Request => Filter the records below down to the lines that contain the word "field", and copy each of those lines unchanged.

Image object location entries =>
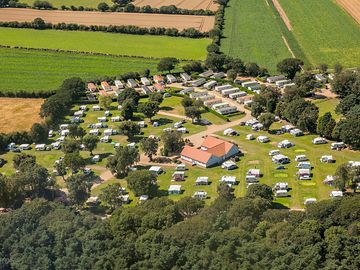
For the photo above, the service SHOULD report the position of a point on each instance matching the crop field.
(116, 44)
(19, 114)
(185, 4)
(252, 33)
(324, 31)
(202, 23)
(42, 71)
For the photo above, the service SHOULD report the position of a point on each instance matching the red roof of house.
(196, 154)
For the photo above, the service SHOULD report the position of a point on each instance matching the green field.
(107, 43)
(325, 32)
(35, 70)
(76, 3)
(252, 33)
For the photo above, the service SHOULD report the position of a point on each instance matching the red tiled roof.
(196, 154)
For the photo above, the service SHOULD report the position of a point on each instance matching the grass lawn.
(252, 34)
(76, 3)
(44, 71)
(107, 43)
(328, 105)
(325, 32)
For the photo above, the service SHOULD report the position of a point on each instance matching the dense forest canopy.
(242, 233)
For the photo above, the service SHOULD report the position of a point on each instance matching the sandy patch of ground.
(352, 7)
(185, 4)
(19, 114)
(283, 14)
(202, 23)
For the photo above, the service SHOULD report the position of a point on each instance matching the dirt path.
(180, 22)
(283, 14)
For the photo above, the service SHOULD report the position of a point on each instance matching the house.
(202, 195)
(336, 194)
(327, 159)
(280, 159)
(210, 85)
(145, 81)
(263, 139)
(229, 165)
(319, 140)
(230, 180)
(274, 79)
(213, 151)
(105, 86)
(198, 82)
(92, 87)
(132, 83)
(156, 170)
(310, 201)
(285, 144)
(223, 87)
(40, 147)
(158, 79)
(202, 180)
(174, 189)
(178, 176)
(185, 77)
(207, 73)
(171, 78)
(159, 87)
(24, 146)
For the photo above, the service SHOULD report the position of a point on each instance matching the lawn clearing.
(106, 43)
(33, 71)
(252, 33)
(324, 31)
(19, 114)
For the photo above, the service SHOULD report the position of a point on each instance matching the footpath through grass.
(252, 33)
(325, 32)
(107, 43)
(23, 70)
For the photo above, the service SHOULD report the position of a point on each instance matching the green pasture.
(107, 43)
(324, 31)
(252, 34)
(24, 70)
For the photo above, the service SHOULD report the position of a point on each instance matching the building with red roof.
(213, 151)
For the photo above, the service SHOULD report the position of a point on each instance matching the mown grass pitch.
(325, 32)
(252, 34)
(43, 71)
(107, 43)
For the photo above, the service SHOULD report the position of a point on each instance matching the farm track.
(180, 22)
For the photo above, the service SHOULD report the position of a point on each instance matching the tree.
(172, 141)
(127, 111)
(70, 146)
(129, 129)
(290, 66)
(167, 64)
(38, 133)
(260, 190)
(79, 189)
(149, 109)
(142, 183)
(105, 101)
(342, 176)
(74, 161)
(267, 119)
(193, 112)
(189, 206)
(103, 6)
(90, 142)
(123, 159)
(326, 125)
(111, 195)
(149, 146)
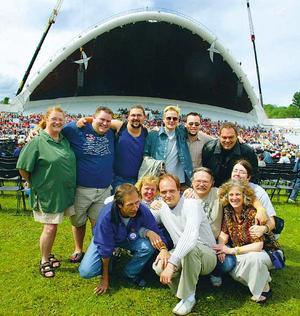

Full solution =>
For the photo above, the service SHOULD report the position of a point on each instance matching the crop field.
For the photo above, the service SHOULD report the position of a point on each instance matching the green field.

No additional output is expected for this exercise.